▸ EXERCISE OBJECTIVE
Put this sentence from the membranous nephropathy abstract into Spanish: "By contrast, MN mice receiving etanercept or PLAD.Fc exhibited significantly decreased infiltration of immune cells into the kidney."

1Institute of Biomedical Sciences, Academia Sinica, Taipei, Taiwan

2Graduate Institute of Microbiology and Immunology, National Defense Medical Center, Taipei, Taiwan

3Division of Nephrology, Department of Medicine, Tri-Service General Hospital, National Defense Medical Center, Taipei, Taiwan

4Division of Nephrology, Department of Medicine, Fu Jen Catholic University Hospital, New Taipei City, Taiwan

Correspondence to:

Chia-Chao Wu, email: [email protected]

Keywords: tumor necrosis factor; membranous nephropathy; etanercept; preligand assembly domain; immunomodulation

Received: July 25, 2017     Accepted: November 23, 2017     Published: December 04, 2017


Idiopathic membranous nephropathy (MN) is an autoimmune-mediated glomerulonephritis and the most common cause of idiopathic nephrotic syndrome in adult humans. A tumor necrosis factor α (TNF-α)-mediated inflammatory response via TNF receptor 1 (TNFR1) and TNFR2 has been proposed as a pathogenic factor. In this study, we assessed the therapeutic response to blocking TNF signaling in experimental MN. Murine MN was induced experimentally by cationic bovine serum albumin (cBSA); phosphate-buffered saline was used in control mice. In MN mice, TNF was inhibited by etanercept blocking of TNFR1/TNFR2 or the preligand assembly domain fusion protein (PLAD.Fc), a small fusion protein that can preferentially block TNFR1 signaling. Disease severity and possible mechanisms were assessed by analyzing the metabolic and histopathology profiles, lymphocyte subsets, immunoglobulin production, oxidative stress, and apoptosis. cBSA-induced MN mice exhibited typical nephrotic syndrome and renal histopathology. MN mice given etanercept or PLAD.Fc did not exhibit significant reduction of proteinuria, amelioration of glomerular lesions, or attenuation of immune complex deposition. Immune cell subsets, serum immunoglobulin levels, production of reactive oxygen species, and cell apoptosis in the kidney were not altered by TNF inhibition. By contrast, MN mice receiving etanercept or PLAD.Fc exhibited significantly decreased infiltration of immune cells into the kidney. These results show that the therapeutic effects of blocking TNFR1 and/or TNFR2 signaling in experimental MN are not clinically effective. However, TNF signaling inhibition significantly attenuated renal immune cell infiltration in experimental MN.

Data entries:
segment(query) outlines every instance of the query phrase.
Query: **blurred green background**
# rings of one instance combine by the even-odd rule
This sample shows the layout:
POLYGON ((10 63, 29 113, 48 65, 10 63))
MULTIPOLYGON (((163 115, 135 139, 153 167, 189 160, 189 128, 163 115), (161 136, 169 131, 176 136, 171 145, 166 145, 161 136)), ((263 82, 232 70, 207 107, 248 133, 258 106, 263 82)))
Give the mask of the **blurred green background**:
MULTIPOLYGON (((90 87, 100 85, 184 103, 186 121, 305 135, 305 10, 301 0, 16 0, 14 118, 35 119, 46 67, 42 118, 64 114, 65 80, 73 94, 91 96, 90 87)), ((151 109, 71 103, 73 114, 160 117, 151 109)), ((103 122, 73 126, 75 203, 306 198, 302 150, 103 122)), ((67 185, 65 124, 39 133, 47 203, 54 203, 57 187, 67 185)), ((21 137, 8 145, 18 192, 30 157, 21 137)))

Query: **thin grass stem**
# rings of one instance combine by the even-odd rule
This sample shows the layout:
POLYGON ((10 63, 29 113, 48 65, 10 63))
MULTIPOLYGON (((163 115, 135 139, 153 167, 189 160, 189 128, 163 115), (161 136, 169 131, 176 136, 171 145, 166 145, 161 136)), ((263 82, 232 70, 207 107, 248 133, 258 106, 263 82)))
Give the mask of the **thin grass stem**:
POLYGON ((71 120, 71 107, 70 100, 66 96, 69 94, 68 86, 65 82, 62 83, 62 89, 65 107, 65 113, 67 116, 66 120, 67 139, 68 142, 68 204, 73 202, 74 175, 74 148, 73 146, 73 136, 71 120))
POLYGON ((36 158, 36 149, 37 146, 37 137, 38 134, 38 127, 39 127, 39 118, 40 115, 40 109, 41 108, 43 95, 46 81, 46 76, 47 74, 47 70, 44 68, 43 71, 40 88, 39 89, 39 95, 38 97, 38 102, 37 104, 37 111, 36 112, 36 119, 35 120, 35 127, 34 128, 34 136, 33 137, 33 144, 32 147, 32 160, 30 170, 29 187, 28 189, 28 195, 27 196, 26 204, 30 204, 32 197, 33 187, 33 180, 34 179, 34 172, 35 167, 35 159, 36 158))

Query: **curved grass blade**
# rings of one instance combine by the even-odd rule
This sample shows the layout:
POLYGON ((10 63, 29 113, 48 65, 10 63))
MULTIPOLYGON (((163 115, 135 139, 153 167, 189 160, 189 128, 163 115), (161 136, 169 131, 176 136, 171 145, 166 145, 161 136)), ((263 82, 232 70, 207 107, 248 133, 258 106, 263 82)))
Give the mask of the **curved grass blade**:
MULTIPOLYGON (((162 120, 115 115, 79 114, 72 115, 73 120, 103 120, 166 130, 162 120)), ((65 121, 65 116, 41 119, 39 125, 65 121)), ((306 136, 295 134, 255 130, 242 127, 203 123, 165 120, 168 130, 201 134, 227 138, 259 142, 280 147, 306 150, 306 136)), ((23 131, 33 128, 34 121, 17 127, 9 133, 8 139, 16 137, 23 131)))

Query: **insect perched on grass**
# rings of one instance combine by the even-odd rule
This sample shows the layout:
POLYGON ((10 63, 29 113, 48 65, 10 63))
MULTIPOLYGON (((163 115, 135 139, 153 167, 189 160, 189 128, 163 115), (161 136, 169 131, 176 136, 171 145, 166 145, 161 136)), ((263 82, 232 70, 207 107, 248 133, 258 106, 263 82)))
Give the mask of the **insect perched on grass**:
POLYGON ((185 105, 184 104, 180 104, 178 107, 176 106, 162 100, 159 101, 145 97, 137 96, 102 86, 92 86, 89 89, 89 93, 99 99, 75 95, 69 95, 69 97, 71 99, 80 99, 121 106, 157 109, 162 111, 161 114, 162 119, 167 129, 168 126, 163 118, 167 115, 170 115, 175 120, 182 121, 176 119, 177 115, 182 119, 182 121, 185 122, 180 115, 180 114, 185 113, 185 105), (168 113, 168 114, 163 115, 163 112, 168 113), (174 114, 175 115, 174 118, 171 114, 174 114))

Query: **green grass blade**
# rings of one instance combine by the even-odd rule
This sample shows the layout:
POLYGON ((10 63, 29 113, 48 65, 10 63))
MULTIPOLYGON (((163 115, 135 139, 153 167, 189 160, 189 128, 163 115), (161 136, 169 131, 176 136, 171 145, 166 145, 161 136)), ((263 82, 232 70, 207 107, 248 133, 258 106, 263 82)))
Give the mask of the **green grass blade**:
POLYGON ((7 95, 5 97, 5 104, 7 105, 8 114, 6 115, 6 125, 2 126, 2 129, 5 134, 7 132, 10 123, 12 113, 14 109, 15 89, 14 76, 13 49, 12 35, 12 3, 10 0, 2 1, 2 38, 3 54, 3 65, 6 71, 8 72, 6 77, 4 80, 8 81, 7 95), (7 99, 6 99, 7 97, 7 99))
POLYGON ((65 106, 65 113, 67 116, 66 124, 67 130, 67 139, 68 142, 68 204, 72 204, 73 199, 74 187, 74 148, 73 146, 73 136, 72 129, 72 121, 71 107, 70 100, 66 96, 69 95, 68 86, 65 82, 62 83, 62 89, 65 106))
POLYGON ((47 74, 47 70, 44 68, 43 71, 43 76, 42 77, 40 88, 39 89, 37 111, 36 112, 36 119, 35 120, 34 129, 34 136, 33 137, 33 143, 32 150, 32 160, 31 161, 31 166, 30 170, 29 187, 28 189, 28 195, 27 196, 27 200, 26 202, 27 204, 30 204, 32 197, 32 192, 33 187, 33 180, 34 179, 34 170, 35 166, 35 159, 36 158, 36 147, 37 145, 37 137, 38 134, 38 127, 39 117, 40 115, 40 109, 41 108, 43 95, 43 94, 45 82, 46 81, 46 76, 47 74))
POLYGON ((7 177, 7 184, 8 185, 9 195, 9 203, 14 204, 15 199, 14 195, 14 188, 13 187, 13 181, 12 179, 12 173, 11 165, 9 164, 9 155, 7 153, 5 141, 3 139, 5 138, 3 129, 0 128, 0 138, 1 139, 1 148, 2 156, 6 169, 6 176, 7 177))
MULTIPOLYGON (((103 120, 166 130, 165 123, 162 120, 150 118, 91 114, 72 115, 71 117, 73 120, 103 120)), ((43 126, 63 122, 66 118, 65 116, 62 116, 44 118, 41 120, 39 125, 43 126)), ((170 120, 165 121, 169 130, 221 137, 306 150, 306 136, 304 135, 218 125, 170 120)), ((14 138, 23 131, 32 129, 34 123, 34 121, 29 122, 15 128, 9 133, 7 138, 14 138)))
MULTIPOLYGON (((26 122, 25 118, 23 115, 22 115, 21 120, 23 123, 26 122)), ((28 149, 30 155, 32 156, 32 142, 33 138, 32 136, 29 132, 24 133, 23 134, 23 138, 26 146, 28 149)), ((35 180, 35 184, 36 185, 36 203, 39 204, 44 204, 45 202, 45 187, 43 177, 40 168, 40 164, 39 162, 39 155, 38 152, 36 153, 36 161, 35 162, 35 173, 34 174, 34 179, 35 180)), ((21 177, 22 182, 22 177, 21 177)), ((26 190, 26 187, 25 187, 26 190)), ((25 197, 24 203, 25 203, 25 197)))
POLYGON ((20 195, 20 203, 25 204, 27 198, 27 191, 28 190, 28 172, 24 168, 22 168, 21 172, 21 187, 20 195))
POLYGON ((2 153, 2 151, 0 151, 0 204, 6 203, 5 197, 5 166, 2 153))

▸ ANSWER SECTION
Por el contrario, los ratones con MN que recibieron etanercept o PLAD.Fc mostraron una infiltración significativamente menor de células inmunitarias en el riñón.